> **Exercise aim**
Edit the records below by replacing "drop one dot" with "place a single mark" everywhere it appears, and leave all other text unchanged.

◇ ◇ ◇ ◇ ◇ ◇ ◇

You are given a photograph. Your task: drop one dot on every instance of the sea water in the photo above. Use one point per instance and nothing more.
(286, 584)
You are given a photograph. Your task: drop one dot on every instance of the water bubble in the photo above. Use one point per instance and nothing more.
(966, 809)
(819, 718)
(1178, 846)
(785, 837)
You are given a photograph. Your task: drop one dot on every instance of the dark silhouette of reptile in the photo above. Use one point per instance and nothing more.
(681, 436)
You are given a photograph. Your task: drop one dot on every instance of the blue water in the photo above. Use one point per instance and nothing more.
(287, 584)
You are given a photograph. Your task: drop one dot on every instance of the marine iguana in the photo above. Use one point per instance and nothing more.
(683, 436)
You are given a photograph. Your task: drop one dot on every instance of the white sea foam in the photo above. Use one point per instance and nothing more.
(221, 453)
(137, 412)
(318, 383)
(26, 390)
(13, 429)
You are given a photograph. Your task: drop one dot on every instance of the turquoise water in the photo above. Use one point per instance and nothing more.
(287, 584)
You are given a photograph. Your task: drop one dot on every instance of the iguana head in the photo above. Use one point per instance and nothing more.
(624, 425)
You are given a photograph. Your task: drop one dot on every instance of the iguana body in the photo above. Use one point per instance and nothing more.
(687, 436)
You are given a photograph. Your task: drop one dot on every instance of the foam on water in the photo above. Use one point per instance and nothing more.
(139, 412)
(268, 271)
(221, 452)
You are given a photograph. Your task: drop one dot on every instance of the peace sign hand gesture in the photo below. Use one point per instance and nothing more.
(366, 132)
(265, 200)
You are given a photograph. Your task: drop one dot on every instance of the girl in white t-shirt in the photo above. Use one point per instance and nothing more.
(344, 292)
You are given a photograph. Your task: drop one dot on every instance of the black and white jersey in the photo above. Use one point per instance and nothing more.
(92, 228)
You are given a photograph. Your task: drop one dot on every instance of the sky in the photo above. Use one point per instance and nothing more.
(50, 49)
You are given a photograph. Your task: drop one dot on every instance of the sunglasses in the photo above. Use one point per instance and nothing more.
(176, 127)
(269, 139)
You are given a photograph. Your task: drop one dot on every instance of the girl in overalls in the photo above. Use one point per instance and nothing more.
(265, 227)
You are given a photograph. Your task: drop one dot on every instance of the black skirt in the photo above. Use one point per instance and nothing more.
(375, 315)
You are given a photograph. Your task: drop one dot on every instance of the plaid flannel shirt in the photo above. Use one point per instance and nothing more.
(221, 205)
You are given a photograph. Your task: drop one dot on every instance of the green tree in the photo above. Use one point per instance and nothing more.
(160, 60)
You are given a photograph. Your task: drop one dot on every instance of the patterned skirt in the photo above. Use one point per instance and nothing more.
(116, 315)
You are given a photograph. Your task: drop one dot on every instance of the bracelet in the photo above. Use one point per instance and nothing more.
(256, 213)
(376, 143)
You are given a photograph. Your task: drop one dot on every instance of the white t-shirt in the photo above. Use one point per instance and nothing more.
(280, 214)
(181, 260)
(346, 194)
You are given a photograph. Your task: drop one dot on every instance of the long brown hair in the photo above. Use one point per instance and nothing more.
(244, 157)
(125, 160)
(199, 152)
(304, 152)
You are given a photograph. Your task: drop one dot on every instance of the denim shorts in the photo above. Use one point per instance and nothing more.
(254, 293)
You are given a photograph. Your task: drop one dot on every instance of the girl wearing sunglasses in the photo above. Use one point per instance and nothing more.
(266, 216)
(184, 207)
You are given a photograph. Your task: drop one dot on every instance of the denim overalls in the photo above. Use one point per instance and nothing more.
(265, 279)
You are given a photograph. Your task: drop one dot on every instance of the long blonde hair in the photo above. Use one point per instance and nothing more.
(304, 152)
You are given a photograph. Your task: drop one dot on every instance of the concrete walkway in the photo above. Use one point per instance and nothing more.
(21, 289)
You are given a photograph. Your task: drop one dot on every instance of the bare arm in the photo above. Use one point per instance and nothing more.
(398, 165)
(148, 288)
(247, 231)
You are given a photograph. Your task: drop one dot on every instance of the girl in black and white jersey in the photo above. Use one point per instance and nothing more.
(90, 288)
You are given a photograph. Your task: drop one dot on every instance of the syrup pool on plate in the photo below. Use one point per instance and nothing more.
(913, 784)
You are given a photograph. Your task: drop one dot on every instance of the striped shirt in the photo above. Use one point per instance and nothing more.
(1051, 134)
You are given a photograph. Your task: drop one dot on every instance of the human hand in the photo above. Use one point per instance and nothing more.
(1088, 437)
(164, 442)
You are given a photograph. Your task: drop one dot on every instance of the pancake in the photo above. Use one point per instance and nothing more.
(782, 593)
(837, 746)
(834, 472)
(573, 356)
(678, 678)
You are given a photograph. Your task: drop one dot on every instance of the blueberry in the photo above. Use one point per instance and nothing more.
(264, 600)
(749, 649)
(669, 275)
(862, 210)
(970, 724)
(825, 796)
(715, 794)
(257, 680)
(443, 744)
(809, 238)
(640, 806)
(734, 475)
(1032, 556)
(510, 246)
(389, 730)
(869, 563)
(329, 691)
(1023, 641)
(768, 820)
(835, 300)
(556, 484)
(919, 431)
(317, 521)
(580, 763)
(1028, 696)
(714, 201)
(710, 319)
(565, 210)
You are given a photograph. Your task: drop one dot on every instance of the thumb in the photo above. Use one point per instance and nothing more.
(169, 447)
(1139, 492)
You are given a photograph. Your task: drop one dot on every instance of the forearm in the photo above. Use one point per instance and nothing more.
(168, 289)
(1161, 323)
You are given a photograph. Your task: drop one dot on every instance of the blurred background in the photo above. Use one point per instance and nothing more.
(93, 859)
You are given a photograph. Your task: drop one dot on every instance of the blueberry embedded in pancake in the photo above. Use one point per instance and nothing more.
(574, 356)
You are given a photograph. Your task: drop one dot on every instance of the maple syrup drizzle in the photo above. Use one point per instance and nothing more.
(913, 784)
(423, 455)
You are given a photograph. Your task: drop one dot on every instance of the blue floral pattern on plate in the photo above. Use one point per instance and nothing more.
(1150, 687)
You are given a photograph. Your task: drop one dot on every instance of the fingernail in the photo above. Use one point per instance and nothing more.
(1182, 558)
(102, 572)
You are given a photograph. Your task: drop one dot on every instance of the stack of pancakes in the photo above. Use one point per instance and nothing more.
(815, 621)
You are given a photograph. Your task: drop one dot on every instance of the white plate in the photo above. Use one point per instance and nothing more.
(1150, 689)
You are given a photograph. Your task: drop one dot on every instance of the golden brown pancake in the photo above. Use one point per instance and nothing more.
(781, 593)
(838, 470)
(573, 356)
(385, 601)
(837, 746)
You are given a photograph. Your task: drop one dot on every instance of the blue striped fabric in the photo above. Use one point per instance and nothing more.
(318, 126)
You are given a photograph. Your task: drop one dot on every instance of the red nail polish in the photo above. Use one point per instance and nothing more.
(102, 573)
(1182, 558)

◇ ◇ ◇ ◇ ◇ ◇ ◇

> **Task result**
You are given a photograph. Your task: place a single mark on every instance of the sea water in the photo above. Use one point per instance and nothing more.
(286, 584)
You are given a photograph. Your task: place a single mark on every instance of the water bubble in the photo above. Use one point per instance and nothing more.
(966, 809)
(819, 718)
(1178, 846)
(785, 837)
You are given a photograph. Your task: place a single mark on every instance of the dark silhouette of reptile in the photo above. Use one point per instance and nothing more.
(681, 436)
You are given a photograph. Your task: place a single mark on every instance of the blue water in the photo above. Use one point per instance and nothing more.
(287, 584)
You are given a photograph. Your task: place a single mark on every instance of the marine iguana in the photo above. Use one point per instance and nothing more.
(683, 436)
You are given a photograph. Your task: place a single mark on every instance of the white sea foam in the photo above. Use one point per instance and nothing more.
(221, 453)
(137, 412)
(318, 383)
(26, 390)
(13, 429)
You are given a photograph. Your task: place a single mark on every instance of the turquoise water in the photo above. Use one point per instance and nothing more.
(287, 584)
You are given a photograph. Your task: place a single mark on every instance of the iguana head in the photo above. Use one point per instance and nothing more.
(624, 425)
You are given a photograph. Your task: place a single mark on every instance of the iguana body in the photo above. Use one point per instance and nothing more.
(687, 436)
You are given a photograph. Your task: place a single mark on every instance of the foam on water in the photo above. Use one point per instance and nothing more.
(139, 412)
(268, 271)
(221, 452)
You are given a photograph. Your task: place a single mark on every instance of the peace sign hand gesture in the photo below. Use one point per instance and nothing more.
(366, 132)
(265, 200)
You are given a photograph. Your task: place a single mark on every instance of the girl in white t-shirt in the photo above. Use one point per instance and nothing more.
(344, 292)
You are given a photograph. Your task: place a single mark on every instance of the black and white jersey in the photo above. Use one point per instance and nothing more.
(92, 228)
You are given a photograph. Your task: place a single mark on every instance of the sky in the photo above. Use one point per instance and nothing more.
(50, 49)
You are given a photograph. Your task: place a single mark on every instance of the sunglasses in the photo above. Use one point per instance and nothing more.
(176, 127)
(269, 139)
You are given a photograph. Your task: place a single mark on every instance of the girl in overalls in the photo above. Use one point per instance and nothing more.
(265, 227)
You are given a photograph. Your task: place a single mark on every instance of the black skirt in the photo above. Use one point per instance and nothing more.
(375, 315)
You are given a photograph. Your task: place a single mark on every instance of the plaid flannel shirt in the photo above. Use one point per instance and nothing more.
(221, 205)
You are given a photograph. Your task: place a single mark on every instance of the green tree in the photo above. Use one point per instance and nothing more.
(160, 60)
You are given a photograph. Your task: place a single mark on every instance of the patterned skirt in the photo above. Use one point per instance and nothing more.
(116, 315)
You are given a photograph. Your task: place a single mark on every instance of the bracelet in the photo above. Use one point per instance and nothing more.
(256, 213)
(376, 143)
You are given a photograph. Your task: place a single mark on every instance of the white t-shirt in the photo above. Use one point per instance and nothing more.
(280, 214)
(181, 260)
(346, 194)
You are given a photograph. Your task: place a single mark on every instance of the long brown hair in the photo above. Use one point per instance and nothing more.
(244, 157)
(125, 160)
(199, 152)
(304, 152)
You are given a photograph. Your task: place a single mark on every instance of the denim shorts in the photo above. Use one point per instance and nothing more.
(254, 293)
You are given a photograph. Your task: place a single mark on every instance of the girl wearing sunglasses in the photo above. Use one point per instance and nothing more.
(266, 216)
(184, 207)
You are given a photograph. Your task: place a single mark on every instance of the denim overalls in the photo above. Use one point per instance and nothing more.
(265, 279)
You are given a photograph. Your task: place a single mark on every instance of the long blonde hair in the photo above. Use one point per instance and nothing more.
(304, 152)
You are given a photograph. Your task: place a single mark on every instance of the concrete walkway in the photo above. Use one point per instance and nothing more.
(21, 289)
You are given a photograph. Your task: place a single mark on every instance of the bare arm in the photo above. Use one point per instance and nothing more.
(398, 165)
(148, 288)
(247, 231)
You are given a photograph. Your task: place a single mark on every instance of the girl in black and white jersey in the photo above. Use one point per instance and nothing more.
(90, 288)
You are given a photograph. Your task: place a single mark on every instance of the syrup pool on plate in the photo below. Use one point per instance and nothing more.
(913, 784)
You are given a photograph. Your task: place a single mark on every instance of the striped shirt in the photo above. Use one point per instance and nothing more.
(1051, 134)
You are given a photograph. Your task: place a single mark on every instance of the human hand in the photo above. Use one point per instance and nothing more.
(1088, 437)
(164, 442)
You are given a photograph. Your task: place a single mark on every instance of the pancake in the photo above. Use one point per instance and nothing more.
(782, 593)
(837, 746)
(834, 472)
(573, 356)
(678, 678)
You are given a photograph. Your task: place a single mark on every instance of the blueberry in the photo above. Use one point per instance and nothing more.
(264, 600)
(749, 649)
(669, 275)
(862, 210)
(970, 724)
(825, 796)
(715, 794)
(257, 680)
(443, 744)
(809, 238)
(640, 806)
(734, 475)
(1032, 556)
(510, 246)
(389, 730)
(869, 563)
(329, 691)
(1023, 641)
(768, 820)
(835, 300)
(556, 484)
(919, 431)
(317, 521)
(580, 763)
(1028, 696)
(714, 201)
(710, 319)
(565, 210)
You are given a photograph. Your task: place a single mark on every instance of the thumb in the photo above. Use one point per instance and nothing more.
(169, 447)
(1139, 492)
You are given a photograph. Your task: place a single mark on every instance of the forearm in the photo above. Use one point per instance and nothing more.
(168, 289)
(1161, 323)
You are given a photograph. Your task: place a single mark on every instance of the blurred background in the photo above. Use one point per instance and nothing more.
(93, 859)
You are given a photograph. Your task: place a single mark on every instance of the blueberry embedded in pancake in the photo above. Use one point per instance and nothing more.
(574, 356)
You are given a photograph. Your task: place a single mark on every instance of the maple syrup drizzle in the photo above. Use one point per instance and nothing more.
(913, 784)
(423, 455)
You are given a photograph. Your task: place a single mark on every instance of the blue floral pattern on plate in the photo above. Use one point per instance and nothing more.
(1150, 687)
You are given a photograph. Your task: place a single mark on every instance of the fingernail in the photo above. Use one point per instance and nothing more.
(1182, 558)
(102, 572)
You are given a photograph. Your task: place a single mark on every instance of the stack of pancakes in the photo above. Use one point per instance and nothing more.
(815, 621)
You are given a photograph. Your task: place a single mark on every instance of the white plate in the photo above. Use one point per instance and nothing more.
(1150, 689)
You are given a photograph. Your task: place a single mark on every instance of the golden brown pancake in the photo above. Use one point per instance and nothing more.
(781, 593)
(838, 470)
(573, 356)
(385, 601)
(837, 746)
You are given a photograph. Your task: place a single mark on every instance of the blue striped fabric in the photo above. Use one point per instance and nothing more.
(318, 126)
You are given a photograph. Your task: place a single mark on every instance of the red nail polish in the photo above. Use one point per instance and nothing more.
(102, 573)
(1182, 558)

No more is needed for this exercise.